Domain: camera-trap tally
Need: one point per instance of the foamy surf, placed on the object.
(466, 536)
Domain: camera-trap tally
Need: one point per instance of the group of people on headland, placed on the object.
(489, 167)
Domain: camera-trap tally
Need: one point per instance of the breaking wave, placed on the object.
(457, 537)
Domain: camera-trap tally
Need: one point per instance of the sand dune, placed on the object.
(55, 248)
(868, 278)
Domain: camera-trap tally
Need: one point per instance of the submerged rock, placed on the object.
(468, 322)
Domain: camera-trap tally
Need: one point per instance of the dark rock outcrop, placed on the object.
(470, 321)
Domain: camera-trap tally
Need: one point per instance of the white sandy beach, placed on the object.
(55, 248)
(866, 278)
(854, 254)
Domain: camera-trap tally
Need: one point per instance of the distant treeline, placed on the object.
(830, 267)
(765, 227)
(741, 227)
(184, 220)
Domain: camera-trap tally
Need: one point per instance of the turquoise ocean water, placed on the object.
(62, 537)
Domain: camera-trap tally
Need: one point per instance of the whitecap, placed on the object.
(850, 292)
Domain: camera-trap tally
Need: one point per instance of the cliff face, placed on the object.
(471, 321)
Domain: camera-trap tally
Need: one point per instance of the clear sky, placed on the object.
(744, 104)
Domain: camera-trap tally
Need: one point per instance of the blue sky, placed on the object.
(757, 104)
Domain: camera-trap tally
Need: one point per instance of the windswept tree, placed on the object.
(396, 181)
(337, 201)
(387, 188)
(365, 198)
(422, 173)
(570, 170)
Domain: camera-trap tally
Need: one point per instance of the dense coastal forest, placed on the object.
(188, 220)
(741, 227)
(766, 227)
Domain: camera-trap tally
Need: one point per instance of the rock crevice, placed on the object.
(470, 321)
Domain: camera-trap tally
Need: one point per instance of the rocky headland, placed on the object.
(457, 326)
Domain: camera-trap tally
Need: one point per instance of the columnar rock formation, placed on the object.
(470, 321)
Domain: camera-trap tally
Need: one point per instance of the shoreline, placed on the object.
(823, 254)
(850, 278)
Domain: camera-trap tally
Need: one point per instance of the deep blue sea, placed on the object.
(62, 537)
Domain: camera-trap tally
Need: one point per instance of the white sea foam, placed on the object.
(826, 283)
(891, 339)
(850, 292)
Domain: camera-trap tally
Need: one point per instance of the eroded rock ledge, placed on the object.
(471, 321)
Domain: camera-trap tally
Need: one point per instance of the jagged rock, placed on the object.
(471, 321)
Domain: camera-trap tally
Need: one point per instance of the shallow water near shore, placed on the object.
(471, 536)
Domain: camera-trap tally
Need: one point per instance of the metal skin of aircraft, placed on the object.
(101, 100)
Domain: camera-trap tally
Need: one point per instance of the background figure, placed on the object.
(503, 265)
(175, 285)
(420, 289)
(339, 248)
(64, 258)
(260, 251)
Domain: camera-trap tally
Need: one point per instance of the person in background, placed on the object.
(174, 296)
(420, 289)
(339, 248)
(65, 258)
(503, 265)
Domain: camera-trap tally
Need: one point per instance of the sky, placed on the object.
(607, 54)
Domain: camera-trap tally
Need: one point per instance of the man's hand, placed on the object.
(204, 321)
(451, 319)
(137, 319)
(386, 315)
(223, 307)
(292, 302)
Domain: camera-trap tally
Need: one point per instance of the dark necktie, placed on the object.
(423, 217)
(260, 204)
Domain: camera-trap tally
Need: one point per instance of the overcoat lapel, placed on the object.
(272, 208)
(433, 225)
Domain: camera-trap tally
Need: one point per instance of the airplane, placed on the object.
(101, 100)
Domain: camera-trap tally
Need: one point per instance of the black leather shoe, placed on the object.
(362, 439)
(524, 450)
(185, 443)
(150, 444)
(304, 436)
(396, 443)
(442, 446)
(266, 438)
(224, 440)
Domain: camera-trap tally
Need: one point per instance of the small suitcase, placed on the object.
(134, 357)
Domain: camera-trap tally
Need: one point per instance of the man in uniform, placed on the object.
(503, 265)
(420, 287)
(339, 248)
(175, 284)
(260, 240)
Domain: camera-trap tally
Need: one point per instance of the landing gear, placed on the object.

══════

_BRIEF_
The listing above should be returned in full, exactly as shown.

_EXERCISE ANSWER_
Domain: camera-trap tally
Need: one point per instance of the foamy surf, placed on the object.
(466, 536)
Domain: camera-trap tally
Need: one point per instance of the group of people on headland, placed on the object.
(489, 167)
Domain: camera-trap tally
Need: one point per instance of the breaking wave, placed on the object.
(457, 537)
Domain: camera-trap tally
Need: one point per instance of the sand dune, placed on the object.
(55, 248)
(868, 278)
Domain: camera-trap tally
Need: one point per instance of the submerged rock, placed on the object.
(468, 322)
Domain: camera-trap tally
Need: one point per instance of the dark rock outcrop, placed on the object.
(470, 321)
Domain: camera-trap tally
Need: one point per instance of the white sandy beach, placed on the object.
(55, 248)
(866, 278)
(854, 254)
Domain: camera-trap tally
Need: one point per instance of the distant treeline, placed on the object.
(830, 267)
(765, 227)
(741, 227)
(184, 220)
Domain: camera-trap tally
Need: one point per instance of the turquoise ocean water, placed on the object.
(62, 537)
Domain: camera-trap tally
Need: one point per instance of the whitecap, placed on the object.
(850, 292)
Domain: camera-trap tally
Need: one point per instance of the cliff face, placed on the object.
(471, 321)
Domain: camera-trap tally
Need: one point per instance of the clear sky, placed on the object.
(744, 104)
Domain: camera-trap tally
Need: one point per instance of the blue sky, placed on the object.
(757, 104)
Domain: camera-trap tally
Need: one point per instance of the windswept tree, placed on the object.
(396, 181)
(337, 201)
(387, 188)
(365, 198)
(422, 173)
(570, 170)
Domain: camera-trap tally
Need: one point per instance of the dense coastal forest, placed on the object.
(188, 220)
(741, 227)
(766, 227)
Domain: camera-trap tally
Need: one point per instance of the rock crevice, placed on the object.
(470, 321)
Domain: camera-trap tally
Need: one point per instance of the rocky headland, placed on the object.
(457, 326)
Domain: camera-trap tally
Need: one point per instance of the columnar rock formation, placed on the object.
(470, 321)
Domain: camera-trap tally
Need: one point per instance of the shoreline, placed on the object.
(823, 254)
(850, 278)
Domain: camera-trap tally
Need: one point per instance of the deep blue sea, placed on the object.
(62, 537)
Domain: camera-trap tally
Need: one point per instance of the white sea foam, placed on the object.
(826, 283)
(891, 339)
(850, 292)
Domain: camera-trap tally
Need: one point per instance of the eroded rock ledge, placed on the object.
(471, 321)
Domain: camera-trap tally
Need: one point per instance of the jagged rock, placed on the object.
(471, 321)
Domain: camera-trap tally
Need: one point per instance of the shallow water near shore, placed on the object.
(471, 536)
Domain: camera-trap tally
Need: one point per instance of the metal skin of aircraft, placed on the object.
(101, 100)
Domain: camera-trap tally
Need: one point per instance of the background figure, placed on the object.
(503, 265)
(175, 285)
(420, 289)
(339, 248)
(64, 258)
(260, 251)
Domain: camera-trap tally
Need: one point per instance of the person in background, placed on the object.
(174, 296)
(420, 289)
(339, 248)
(65, 258)
(503, 265)
Domain: camera-trap tally
Need: one point per instance of the sky, placed on the object.
(607, 54)
Domain: camera-trap tally
Need: one point per instance of the man's hand, placed on the object.
(204, 321)
(451, 319)
(137, 319)
(386, 315)
(223, 307)
(292, 302)
Domain: camera-trap tally
Need: one point per instance of the dark necktie, placed on the object.
(423, 217)
(260, 204)
Domain: camera-trap tally
Need: one point per instance of the overcoat lapel, placed on the object.
(272, 208)
(433, 225)
Domain: camera-trap tally
Need: one point per instance of the airplane, placed on the object.
(101, 100)
Domain: camera-trap tally
Need: one point per instance of the black leather shoe, placed on the object.
(362, 439)
(524, 450)
(185, 443)
(150, 444)
(304, 436)
(396, 443)
(442, 446)
(266, 438)
(224, 440)
Domain: camera-trap tally
Need: one point per instance of the small suitcase, placed on the object.
(134, 357)
Domain: camera-trap tally
Need: one point per instance of the man in uniform, placed on the object.
(503, 265)
(420, 287)
(339, 248)
(175, 284)
(260, 240)
Domain: camera-trap tally
Need: one point per instance of the landing gear, placed on the object.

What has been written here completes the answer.